Selected excerpt:
--- START ---
After the emotional response occurs, you still have the opportunity to modulate your response or influence your emotions afterwards.  You may choose to suppress your emotions, or use drugs or alcohol to alter both your cognitive experience as well as your body’s physiological responses.  Many of these response modulations involve avoidance strategies, which will be discussed in a later post.

You may have noticed that most of the emotion regulation points proposed by this process model are antecedent-focused or happen before the emotion response.  Only response modulation is response-focused, occurring after the emotional response.  Gross (1998b) specifically examined the difference between antecedent- and response-focused regulation strategies and found that although both methods were effective at reducing emotion expression, antecedent strategies (reappraisal) were better at reducing the experience of emotion while response strategies (suppression) induced physiological changes.  This suggests that antecedent- and response-focused emotion regulation processed may have different purposes and mechanisms.

In regard to what occurs in the brain during emotion regulation, Kohn and colleagues (2014) recently published a meta-analysis examining the neural pathways involved in emotion regulation.  Their results indicated that during emotion regulation, the superior temporal gyrus (STG), angular gyrus, and supplementary motor area (SMA) are important for processing information from the frontal cortex; the dorsolateral prefrontal cortex (DLPFC) is implicated in attentional processing; the ventrolateral prefrontal cortex (VLPFC) is involved in sending signals of salience; and the anterior middle cingulate cortex (aMCC) has an integrative role in relaying emotional information and is also important for generating affect.  Briefly, the neural pathway they proposed is that the VLPFC, SMA, angular gyrus, and STG receive information about emotion and arousal from the amygdala.  Appraisal starts in the VLPFC, which examines whether or not there is a need for emotional regulation.  The information is then projected to the DLPFC where the actual regulation occurs.  Finally, the DLPFC sends signals via the aMCC back to the amygdala, SMA, angular gyrus, and STG leading to the behavioral and physiological reactions (Figure 2).

Emotion Regulation Neural Network

Neural pathways before (blue arrows) and after (red arrows) emotion regulation processing.

It’s easy to see how complicated each potential emotional event can be, and how difficult it can be for researchers to dissect what exactly is occurring during emotional processing.  In fact, recent research by Aldoa and Nolen-Hoeksema (2013) has shown that people use multiple emotion regulation strategies (some even simultaneously) to help control their emotional response.  This work highlights the importance of understanding that Gross’ model is a simplified version or framework for what occurs in real life.  The next blog posts in this series will further examine emotion regulation, particularly what happens when it is dysfunctional; there will be a specific focus on the its clinical significance in psychological disorders like posttraumatic stress disorder.  In the meantime, I (and the band ABBA) encourage you to not waste your emotions!


Aldao, A., & Nolen-Hoeksema, S. (2013). One versus many: capturing the use of multiple emotion regulation strategies in response to emotion-eliciting stimulus. Cognition and Emotion, 27(4), 753-60.

Gross, J. J. (1998a). The emerging field of emotion regulation: an integrative review. Review of General Psychology, 2(3), 271-99.

Gross, J. J. (1998b). Antecedent- and response-focused emotion regulation divergent consequences for experience, expression, and physiology. Journal of Personality and Social Psychology, 74(1), 224-37.

Kohn, N., Eickhoff, S. B., Scheller, M., Laird, A. R., Fox, P. T., & Habel, U. (2014). Neural network of cognitive emotion regulation – an ALE meta-analysis and MACM analysis. NeuroImage, 87, 345-55.
--- END ---
Records shown:
--- START ---
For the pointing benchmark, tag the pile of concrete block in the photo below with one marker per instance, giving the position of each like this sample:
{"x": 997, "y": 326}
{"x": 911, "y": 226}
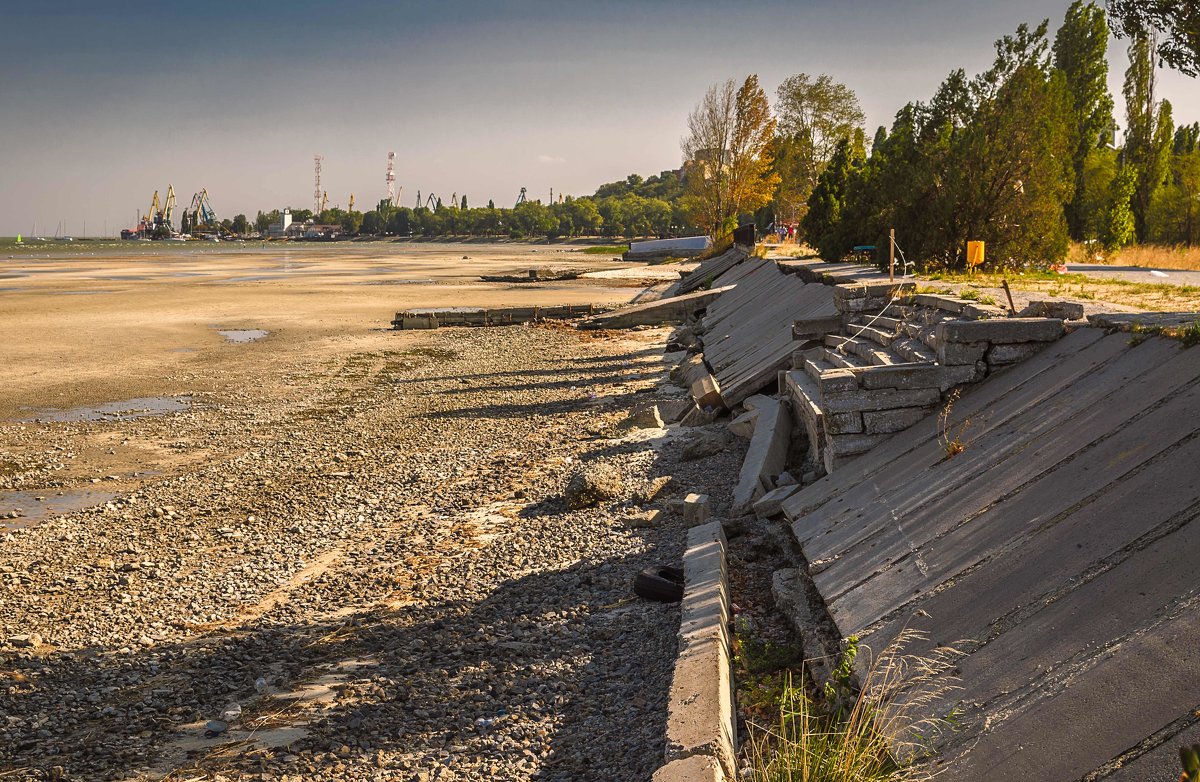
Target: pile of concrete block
{"x": 895, "y": 360}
--- END ---
Parts of the exercise:
a - From the emotion regulation text, copy the passage from "It’s easy to" to "waste your emotions!" word for word.
b - According to the emotion regulation text, where does the actual regulation occur in the proposed neural pathway?

Solutions for each task:
a -
It’s easy to see how complicated each potential emotional event can be, and how difficult it can be for researchers to dissect what exactly is occurring during emotional processing.  In fact, recent research by Aldoa and Nolen-Hoeksema (2013) has shown that people use multiple emotion regulation strategies (some even simultaneously) to help control their emotional response.  This work highlights the importance of understanding that Gross’ model is a simplified version or framework for what occurs in real life.  The next blog posts in this series will further examine emotion regulation, particularly what happens when it is dysfunctional; there will be a specific focus on the its clinical significance in psychological disorders like posttraumatic stress disorder.  In the meantime, I (and the band ABBA) encourage you to not waste your emotions!

b - The dorsolateral prefrontal cortex (DLPFC).